TEXT PASSAGE:

>> begin

Fixed #24452 -- Fixed HashedFilesMixin correctness with nested paths.

django · Jan 11, 2017 · 53bffe8 · 53bffe8
1 parent 7156a6c
commit 53bffe8
Show file tree

Hide file tree

Showing 6 changed files with 342 additions and 50 deletions.
diff --git a/django/contrib/staticfiles/storage.py b/django/contrib/staticfiles/storage.py
@@ -18,6 +18,7 @@
 from django.utils.encoding import force_bytes, force_text
 from django.utils.functional import LazyObject
 from django.utils.six import iteritems
+from django.utils.six.moves import range
 from django.utils.six.moves.urllib.parse import (
     unquote, urldefrag, urlsplit, urlunsplit,
 )
@@ -54,6 +55,7 @@ def path(self, name):
 
 class HashedFilesMixin(object):
     default_template = """url("%s")"""
+    max_post_process_passes = 5
     patterns = (
         ("*.css", (
             r"""(url\(['"]{0,1}\s*(.*?)["']{0,1}\))""",
@@ -85,16 +87,20 @@ def file_hash(self, name, content=None):
             md5.update(chunk)
         return md5.hexdigest()[:12]
 
-    def hashed_name(self, name, content=None):
+    def hashed_name(self, name, content=None, filename=None):
+        # `filename` is the name of file to hash if `content` isn't given.
+        # `name` is the base name to construct the new hashed filename from.
         parsed_name = urlsplit(unquote(name))
         clean_name = parsed_name.path.strip()
+        if filename:
+            filename = urlsplit(unquote(filename)).path.strip()

>> end

INPUT MATERIAL:
>> begin

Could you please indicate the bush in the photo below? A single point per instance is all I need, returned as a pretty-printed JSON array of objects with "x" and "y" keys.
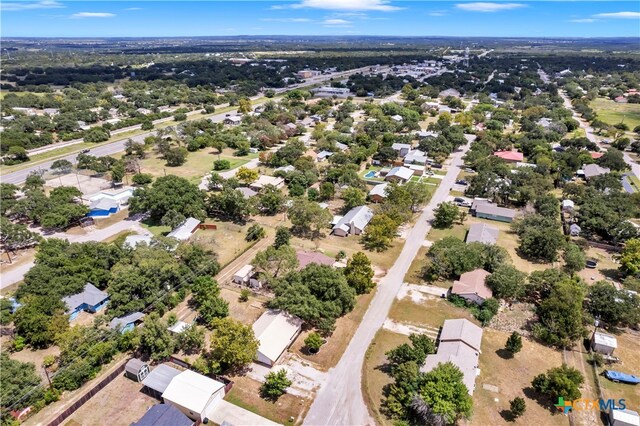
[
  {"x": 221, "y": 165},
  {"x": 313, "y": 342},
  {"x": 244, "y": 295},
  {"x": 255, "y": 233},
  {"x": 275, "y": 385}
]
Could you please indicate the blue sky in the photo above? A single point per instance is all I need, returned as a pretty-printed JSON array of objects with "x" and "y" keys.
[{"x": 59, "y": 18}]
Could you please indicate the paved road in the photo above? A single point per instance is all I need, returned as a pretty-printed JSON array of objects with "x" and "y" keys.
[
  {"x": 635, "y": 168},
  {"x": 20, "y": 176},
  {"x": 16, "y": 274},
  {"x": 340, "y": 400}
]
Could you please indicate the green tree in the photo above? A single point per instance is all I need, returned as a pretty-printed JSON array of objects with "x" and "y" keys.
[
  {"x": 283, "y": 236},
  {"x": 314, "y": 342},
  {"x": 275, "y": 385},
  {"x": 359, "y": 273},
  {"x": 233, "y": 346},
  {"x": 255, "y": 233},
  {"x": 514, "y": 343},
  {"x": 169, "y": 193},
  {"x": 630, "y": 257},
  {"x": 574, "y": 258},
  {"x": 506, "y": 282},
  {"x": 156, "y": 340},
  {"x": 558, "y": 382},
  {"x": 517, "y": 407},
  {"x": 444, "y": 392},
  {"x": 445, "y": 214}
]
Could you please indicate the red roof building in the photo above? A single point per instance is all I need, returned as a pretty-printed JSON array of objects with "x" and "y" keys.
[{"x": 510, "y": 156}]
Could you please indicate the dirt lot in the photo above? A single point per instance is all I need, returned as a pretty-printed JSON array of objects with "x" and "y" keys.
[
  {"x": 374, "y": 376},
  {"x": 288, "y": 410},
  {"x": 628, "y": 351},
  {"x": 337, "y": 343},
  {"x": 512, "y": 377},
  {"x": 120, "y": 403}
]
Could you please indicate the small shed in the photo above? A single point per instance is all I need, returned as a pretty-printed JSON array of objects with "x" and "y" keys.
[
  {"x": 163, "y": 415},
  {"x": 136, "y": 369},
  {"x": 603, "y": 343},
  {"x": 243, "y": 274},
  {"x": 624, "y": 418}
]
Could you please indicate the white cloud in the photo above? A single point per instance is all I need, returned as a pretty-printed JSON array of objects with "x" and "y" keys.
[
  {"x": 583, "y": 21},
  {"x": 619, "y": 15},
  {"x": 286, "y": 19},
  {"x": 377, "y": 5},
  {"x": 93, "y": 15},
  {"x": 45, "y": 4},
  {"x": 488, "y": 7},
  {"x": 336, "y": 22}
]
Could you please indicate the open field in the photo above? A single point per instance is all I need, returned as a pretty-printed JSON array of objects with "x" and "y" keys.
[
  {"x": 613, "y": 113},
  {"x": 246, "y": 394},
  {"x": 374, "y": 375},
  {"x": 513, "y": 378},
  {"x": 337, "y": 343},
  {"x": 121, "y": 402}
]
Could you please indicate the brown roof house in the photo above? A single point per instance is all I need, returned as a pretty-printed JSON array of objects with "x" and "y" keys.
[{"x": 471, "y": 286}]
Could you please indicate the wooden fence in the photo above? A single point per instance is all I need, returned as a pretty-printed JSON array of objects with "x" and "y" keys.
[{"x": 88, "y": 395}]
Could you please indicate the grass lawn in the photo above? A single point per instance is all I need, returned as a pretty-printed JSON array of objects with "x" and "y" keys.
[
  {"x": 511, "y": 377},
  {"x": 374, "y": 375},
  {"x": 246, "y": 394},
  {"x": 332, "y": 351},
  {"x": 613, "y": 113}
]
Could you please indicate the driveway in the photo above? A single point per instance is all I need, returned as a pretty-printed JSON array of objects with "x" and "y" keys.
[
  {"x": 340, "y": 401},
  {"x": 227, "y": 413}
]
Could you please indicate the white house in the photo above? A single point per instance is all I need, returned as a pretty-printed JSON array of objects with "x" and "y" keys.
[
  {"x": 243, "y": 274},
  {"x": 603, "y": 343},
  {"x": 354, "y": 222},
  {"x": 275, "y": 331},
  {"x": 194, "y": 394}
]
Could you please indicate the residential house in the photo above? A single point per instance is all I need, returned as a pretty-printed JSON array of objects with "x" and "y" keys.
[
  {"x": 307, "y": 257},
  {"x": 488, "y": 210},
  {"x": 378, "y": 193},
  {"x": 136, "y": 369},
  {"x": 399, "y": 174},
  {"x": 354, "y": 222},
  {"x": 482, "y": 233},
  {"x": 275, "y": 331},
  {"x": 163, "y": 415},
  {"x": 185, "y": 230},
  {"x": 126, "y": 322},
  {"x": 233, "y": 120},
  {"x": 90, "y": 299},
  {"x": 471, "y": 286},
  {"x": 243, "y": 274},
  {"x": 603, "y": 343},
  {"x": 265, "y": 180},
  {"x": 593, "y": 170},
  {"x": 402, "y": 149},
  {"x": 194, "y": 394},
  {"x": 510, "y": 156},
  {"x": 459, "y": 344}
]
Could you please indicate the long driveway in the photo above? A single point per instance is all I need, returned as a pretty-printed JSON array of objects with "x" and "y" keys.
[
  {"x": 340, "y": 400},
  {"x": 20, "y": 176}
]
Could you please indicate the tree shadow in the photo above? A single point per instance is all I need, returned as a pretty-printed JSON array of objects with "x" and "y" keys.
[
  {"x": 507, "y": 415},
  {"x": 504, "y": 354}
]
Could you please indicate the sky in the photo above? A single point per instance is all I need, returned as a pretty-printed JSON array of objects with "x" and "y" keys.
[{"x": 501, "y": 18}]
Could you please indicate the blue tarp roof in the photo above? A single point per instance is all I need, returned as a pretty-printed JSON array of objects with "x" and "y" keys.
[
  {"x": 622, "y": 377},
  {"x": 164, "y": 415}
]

>> end

DIRECTIVES:
1) Can you rewrite the entries from the line containing "Could you please indicate the sky" up to and including the final line of the entries, keeping the requests and adding 59 to every x and y coordinate in the answers?
2) Could you carry the Django HashedFilesMixin commit diff further, picking up right after its last line?

RESPONSES TO THE TASKS:
1)
Could you please indicate the sky in the photo above? A single point per instance is all I need, returned as a pretty-printed JSON array of objects with "x" and "y" keys.
[{"x": 560, "y": 77}]
Could you please indicate the blue tarp roof in the photo above? A single point per instance is all I need, returned as a pretty-printed JSON array of objects with "x" and "y" keys.
[
  {"x": 681, "y": 436},
  {"x": 223, "y": 474}
]

2)
+        filename = filename or clean_name
         opened = False
         if content is None:
-            if not self.exists(clean_name):
-                raise ValueError("The file '%s' could not be found with %r." %
-                                 (clean_name, self))
+            if not self.exists(filename):
+                raise ValueError("The file '%s' could not be found with %r." % (filename, self))
             try:
-                content = self.open(clean_name)
+                content = self.open(filename)
             except IOError:
                 # Handle directory paths and fragments
                 return name
@@ -118,9 +124,9 @@ def hashed_name(self, name, content=None):
             unparsed_name[2] += '?'
         return urlunsplit(unparsed_name)
 
-    def url(self, name, force=False):
+    def _url(self, hashed_name_func, name, force=False, hashed_files=None):
         """
-        Return the real URL in DEBUG mode.
+        Return the non-hashed URL in DEBUG mode.
         """
         if settings.DEBUG and not force:
             hashed_name, fragment = name, ''
@@ -129,7 +135,10 @@ def url(self, name, force=False):
             if urlsplit(clean_name).path.endswith('/'):  # don't hash paths
                 hashed_name = name
             else:
-                hashed_name = self.stored_name(clean_name)
+                args = (clean_name,)
+                if hashed_files is not None:
+                    args += (hashed_files,)
+                hashed_name = hashed_name_func(*args)
 
         final_url = super(HashedFilesMixin, self).url(hashed_name)
 
@@ -146,7 +155,13 @@ def url(self, name, force=False):
 
         return unquote(final_url)
 
-    def url_converter(self, name, template=None):
+    def url(self, name, force=False):
+        """
+        Return the non-hashed URL in DEBUG mode.
+        """
+        return self._url(self.stored_name, name, force)
+
+    def url_converter(self, name, hashed_files, template=None):
         """
         Return the custom URL converter for the given file name.
         """
@@ -184,7 +199,10 @@ def converter(matchobj):
                 target_name = posixpath.join(posixpath.dirname(source_name), url_path)
 
             # Determine the hashed name of the target file with the storage backend.
-            hashed_url = self.url(unquote(target_name), force=True)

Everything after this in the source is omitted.